Rewrite the section of the microprocessor passage below that opens with the words "FIG. 1 depicts" and closes with "power consumption requirement.", swapping "microprocessor 90" for "processor 90" throughout.

Passage to read -
## Start

FIG. 1 depicts a schematic diagram of a preferred embodiment of a microprocessor 90, including a DMA engine 180, external memory 170, data memory 100, cache memory 190, instruction memory 110, general purpose registers (GPRs) 120, special purpose registers (SPRs) 140, general purpose matrix registers (GPMRs) 130, matrix operands 155 and 165, SIMD computation unit 160, scalar result register 135, matrix result register 195, scalar operands 145 and 175, SISD computation unit 150, and scalar result register 185. The microprocessor 90 of the present invention may be utilized as a special purpose processor for image or video processing and coding. In particular, the microprocessor 90 of the present invention may be utilized in mobile devices with low power consumption requirement.
The DMA engine 180, as known to artisans of ordinary skill, controls data transfers without subjecting the central processing unit (CPU) to heavy overhead. In particular, the DMA engine 180 of the present invention operates to manage data transfers between logical planes and memory space in such a way as to further reduce the overhead by responding to pairs of block indices associated with one or more blocks of data. According to one embodiment, the data blocks represent a single frame of a video sequence or a part thereof. For instance, in block motion compensation, known to artisans of ordinary skill, every frame of a video is partitioned into blocks of pixels. As an illustrative example, consider the MPEG standard. Every frame is partitioned into macroblocks of 16×16 pixels. Each one of these blocks is predicted from a block of equal size in a reference frame. Each such block is shifted to a new position of the predicted block which is represented by a motion vector. Accordingly, extensive data transfers occur within the memory space of the processor. The DMA engine 180 of the microprocessor 90 of the present invention dramatically reduces the number of operations that would otherwise be required by conventional microprocessors to handle such data transfers.

## End

Collected material -

## Start

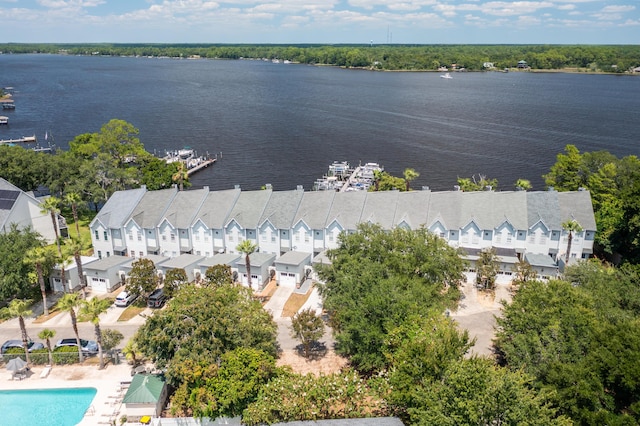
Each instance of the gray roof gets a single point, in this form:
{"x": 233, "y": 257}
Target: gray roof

## End

Exercise output -
FIG. 1 depicts a schematic diagram of a preferred embodiment of a processor 90, including a DMA engine 180, external memory 170, data memory 100, cache memory 190, instruction memory 110, general purpose registers (GPRs) 120, special purpose registers (SPRs) 140, general purpose matrix registers (GPMRs) 130, matrix operands 155 and 165, SIMD computation unit 160, scalar result register 135, matrix result register 195, scalar operands 145 and 175, SISD computation unit 150, and scalar result register 185. The processor 90 of the present invention may be utilized as a special purpose processor for image or video processing and coding. In particular, the processor 90 of the present invention may be utilized in mobile devices with low power consumption requirement.